Data shown>
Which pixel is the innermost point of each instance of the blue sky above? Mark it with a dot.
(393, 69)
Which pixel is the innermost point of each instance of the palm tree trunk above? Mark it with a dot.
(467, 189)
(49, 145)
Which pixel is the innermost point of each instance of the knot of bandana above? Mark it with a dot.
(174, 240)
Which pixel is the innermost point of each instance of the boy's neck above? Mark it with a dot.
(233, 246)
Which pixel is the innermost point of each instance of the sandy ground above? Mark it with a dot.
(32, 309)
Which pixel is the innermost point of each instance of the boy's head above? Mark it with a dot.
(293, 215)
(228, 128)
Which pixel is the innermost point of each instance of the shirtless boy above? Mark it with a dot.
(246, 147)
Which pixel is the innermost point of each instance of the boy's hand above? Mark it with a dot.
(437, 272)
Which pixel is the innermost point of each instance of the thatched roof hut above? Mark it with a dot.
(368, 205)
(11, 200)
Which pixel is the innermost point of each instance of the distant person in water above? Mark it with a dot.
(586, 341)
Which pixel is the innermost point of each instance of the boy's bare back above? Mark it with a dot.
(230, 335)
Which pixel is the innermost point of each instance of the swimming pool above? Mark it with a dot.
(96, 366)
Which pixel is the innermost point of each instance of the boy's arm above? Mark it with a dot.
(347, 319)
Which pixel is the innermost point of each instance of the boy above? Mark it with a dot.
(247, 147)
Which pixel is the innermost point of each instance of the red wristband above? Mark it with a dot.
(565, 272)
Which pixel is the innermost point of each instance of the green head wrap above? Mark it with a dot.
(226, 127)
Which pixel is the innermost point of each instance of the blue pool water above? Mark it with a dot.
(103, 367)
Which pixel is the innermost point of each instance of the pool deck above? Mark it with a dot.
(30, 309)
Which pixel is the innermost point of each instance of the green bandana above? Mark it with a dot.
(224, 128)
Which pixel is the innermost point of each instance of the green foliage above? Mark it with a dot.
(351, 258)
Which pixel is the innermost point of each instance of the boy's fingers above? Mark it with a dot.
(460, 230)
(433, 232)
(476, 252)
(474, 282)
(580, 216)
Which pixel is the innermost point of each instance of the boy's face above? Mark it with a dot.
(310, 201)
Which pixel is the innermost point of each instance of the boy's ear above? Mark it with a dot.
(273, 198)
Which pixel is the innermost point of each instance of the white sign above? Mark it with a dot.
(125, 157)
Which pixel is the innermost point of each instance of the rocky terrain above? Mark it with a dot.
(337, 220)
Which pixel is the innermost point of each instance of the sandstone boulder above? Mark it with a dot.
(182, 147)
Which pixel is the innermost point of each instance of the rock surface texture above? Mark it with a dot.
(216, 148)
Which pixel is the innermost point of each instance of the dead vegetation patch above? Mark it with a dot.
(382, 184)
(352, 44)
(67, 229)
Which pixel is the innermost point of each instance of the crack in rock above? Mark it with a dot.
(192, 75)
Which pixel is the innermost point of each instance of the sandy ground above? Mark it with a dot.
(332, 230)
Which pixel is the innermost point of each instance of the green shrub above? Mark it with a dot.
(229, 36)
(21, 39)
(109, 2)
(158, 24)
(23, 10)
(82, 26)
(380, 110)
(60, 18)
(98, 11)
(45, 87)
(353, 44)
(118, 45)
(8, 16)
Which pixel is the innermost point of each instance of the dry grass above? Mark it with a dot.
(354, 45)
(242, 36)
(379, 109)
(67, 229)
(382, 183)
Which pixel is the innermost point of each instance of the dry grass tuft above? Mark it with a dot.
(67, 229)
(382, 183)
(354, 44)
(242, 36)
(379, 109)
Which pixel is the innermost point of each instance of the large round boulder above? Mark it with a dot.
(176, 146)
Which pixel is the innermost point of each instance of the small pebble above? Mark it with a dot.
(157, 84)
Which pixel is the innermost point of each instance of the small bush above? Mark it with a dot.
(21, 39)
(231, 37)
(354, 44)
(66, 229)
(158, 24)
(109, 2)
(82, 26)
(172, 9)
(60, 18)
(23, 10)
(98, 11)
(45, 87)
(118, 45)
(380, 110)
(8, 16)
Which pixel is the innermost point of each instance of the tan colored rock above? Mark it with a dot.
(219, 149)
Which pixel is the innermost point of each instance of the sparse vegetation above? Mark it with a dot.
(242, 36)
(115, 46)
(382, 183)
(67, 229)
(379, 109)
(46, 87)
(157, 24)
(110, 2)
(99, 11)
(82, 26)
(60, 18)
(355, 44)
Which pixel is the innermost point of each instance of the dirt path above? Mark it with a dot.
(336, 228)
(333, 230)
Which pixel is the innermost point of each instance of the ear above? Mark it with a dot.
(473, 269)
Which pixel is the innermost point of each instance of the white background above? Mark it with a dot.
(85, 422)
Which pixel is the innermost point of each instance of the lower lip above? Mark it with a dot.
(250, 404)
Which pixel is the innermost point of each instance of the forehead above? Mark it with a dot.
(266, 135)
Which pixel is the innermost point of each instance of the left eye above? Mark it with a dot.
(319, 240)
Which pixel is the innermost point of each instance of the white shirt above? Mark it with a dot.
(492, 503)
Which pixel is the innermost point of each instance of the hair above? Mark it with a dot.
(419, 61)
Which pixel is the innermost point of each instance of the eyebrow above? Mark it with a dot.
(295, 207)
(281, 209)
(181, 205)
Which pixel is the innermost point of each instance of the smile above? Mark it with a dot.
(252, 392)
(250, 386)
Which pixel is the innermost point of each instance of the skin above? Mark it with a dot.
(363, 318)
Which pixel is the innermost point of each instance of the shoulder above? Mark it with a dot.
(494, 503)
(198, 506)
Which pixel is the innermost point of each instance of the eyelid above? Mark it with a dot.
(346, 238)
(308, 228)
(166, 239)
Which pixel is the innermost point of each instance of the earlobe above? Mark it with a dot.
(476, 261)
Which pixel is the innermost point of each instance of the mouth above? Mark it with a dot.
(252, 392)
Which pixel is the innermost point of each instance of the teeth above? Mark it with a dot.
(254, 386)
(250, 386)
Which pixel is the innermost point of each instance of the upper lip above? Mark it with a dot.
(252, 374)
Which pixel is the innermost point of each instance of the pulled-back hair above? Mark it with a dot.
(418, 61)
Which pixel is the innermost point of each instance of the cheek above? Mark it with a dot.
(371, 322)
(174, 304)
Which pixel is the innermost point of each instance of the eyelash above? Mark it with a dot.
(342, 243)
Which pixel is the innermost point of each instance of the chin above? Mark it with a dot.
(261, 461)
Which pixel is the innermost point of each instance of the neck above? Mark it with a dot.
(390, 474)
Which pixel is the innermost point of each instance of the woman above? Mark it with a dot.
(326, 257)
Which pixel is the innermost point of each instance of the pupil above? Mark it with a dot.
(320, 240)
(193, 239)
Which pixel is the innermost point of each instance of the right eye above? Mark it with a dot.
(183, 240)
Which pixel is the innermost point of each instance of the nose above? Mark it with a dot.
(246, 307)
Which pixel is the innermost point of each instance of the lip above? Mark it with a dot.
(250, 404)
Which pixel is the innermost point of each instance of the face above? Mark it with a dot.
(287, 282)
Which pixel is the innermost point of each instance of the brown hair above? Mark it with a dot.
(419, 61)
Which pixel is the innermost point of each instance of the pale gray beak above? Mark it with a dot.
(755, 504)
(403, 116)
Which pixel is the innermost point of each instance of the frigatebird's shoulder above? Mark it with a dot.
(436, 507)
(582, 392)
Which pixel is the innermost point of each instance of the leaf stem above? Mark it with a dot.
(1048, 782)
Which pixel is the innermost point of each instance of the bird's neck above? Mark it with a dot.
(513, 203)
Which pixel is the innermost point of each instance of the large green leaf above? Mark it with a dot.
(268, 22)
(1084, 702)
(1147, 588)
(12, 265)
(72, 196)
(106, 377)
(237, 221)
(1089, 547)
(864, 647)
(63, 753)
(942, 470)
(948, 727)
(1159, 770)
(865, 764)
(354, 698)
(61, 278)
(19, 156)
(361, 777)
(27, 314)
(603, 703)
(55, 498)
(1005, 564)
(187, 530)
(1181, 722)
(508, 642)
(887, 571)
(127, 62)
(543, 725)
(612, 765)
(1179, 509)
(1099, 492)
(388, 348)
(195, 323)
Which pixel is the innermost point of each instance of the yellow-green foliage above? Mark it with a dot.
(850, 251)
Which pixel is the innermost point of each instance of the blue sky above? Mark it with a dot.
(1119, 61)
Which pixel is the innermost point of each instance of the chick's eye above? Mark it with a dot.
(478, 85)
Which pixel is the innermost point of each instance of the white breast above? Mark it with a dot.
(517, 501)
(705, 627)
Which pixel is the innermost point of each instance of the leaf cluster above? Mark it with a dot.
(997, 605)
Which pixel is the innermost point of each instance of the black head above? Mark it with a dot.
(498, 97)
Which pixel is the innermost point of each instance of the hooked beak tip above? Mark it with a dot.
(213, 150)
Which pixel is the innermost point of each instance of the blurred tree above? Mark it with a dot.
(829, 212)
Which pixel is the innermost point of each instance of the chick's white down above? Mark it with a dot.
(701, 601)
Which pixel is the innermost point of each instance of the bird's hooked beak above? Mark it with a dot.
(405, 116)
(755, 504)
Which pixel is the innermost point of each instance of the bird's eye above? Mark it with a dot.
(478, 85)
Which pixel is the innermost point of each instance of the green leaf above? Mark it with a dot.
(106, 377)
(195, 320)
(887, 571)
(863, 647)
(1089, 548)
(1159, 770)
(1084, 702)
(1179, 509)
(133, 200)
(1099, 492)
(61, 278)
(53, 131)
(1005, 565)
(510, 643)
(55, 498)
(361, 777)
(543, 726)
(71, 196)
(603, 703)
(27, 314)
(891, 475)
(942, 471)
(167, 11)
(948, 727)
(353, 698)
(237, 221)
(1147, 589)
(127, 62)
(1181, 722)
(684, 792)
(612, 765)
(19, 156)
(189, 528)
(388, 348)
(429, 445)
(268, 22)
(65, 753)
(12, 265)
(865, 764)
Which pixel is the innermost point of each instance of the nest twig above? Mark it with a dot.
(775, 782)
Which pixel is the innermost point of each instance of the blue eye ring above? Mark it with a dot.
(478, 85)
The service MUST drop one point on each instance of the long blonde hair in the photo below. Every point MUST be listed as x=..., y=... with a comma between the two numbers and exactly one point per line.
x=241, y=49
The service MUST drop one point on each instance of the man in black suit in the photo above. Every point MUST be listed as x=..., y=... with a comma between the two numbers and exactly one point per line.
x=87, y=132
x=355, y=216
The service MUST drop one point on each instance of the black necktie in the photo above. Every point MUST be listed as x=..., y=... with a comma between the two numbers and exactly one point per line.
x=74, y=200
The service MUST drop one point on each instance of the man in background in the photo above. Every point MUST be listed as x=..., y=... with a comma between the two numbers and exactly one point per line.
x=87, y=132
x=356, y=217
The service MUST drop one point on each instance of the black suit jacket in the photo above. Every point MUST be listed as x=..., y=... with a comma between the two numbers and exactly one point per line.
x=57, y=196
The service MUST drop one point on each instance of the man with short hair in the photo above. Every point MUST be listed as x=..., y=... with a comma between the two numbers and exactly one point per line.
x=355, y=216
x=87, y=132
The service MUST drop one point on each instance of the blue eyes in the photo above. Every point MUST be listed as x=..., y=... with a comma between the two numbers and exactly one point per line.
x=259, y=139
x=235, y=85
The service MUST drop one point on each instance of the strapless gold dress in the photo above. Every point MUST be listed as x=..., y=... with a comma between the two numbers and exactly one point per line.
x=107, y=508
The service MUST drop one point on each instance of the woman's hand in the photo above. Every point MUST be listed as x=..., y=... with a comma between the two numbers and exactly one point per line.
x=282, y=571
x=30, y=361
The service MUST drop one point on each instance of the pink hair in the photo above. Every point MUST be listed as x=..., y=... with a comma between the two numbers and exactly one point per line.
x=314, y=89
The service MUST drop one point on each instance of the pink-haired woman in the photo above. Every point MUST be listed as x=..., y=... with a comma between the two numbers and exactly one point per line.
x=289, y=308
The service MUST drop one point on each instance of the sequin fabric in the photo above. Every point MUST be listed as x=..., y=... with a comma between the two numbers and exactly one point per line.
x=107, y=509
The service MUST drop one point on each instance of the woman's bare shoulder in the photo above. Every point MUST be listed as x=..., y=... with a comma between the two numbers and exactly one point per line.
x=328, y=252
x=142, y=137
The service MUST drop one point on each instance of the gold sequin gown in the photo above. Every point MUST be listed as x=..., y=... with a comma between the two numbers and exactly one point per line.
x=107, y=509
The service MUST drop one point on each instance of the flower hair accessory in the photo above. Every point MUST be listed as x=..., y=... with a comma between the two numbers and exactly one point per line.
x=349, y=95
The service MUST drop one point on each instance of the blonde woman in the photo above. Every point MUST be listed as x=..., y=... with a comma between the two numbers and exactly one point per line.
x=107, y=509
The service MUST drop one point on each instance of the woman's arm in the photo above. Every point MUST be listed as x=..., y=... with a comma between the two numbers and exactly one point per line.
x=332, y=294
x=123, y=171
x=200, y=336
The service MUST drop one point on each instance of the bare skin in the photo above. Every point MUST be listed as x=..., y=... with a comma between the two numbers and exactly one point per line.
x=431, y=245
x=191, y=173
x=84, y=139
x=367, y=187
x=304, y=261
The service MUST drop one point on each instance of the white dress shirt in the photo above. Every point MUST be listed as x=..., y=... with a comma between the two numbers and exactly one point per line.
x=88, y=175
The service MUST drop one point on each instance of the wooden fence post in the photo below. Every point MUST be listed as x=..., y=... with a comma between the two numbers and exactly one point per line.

Given exercise> Output an exact copy of the lines beginning at the one that holds "of the blonde" and running through the final line of the records.

Task response>
The service MUST drop one point on each instance of the blonde woman in the photo above. Every point MUST be listed as x=..., y=... with a comma between the two numbers and exactly one point per line.
x=107, y=509
The service MUST drop one point on each instance of the woman's arm in the photo above. Every point MUST be listed as x=..., y=... with a comma between the two numbers and exactly one point per line.
x=332, y=294
x=123, y=171
x=200, y=336
The service MUST drop one point on each instance of the bare skin in the photo above. Every point MUST be listed as x=..., y=... with a comma between the two numbers and exactly one point per line.
x=431, y=245
x=191, y=173
x=84, y=139
x=367, y=187
x=304, y=261
The service MUST drop one point on each instance of the white dress shirt in the photo above. Every point MUST be listed as x=..., y=... with a comma between the two numbers and exactly one point per line.
x=88, y=175
The service MUST drop one point on each instance of the wooden fence post in the photo below. Every point MUST be listed as x=..., y=... with a comma between the two numbers and exactly one point per line.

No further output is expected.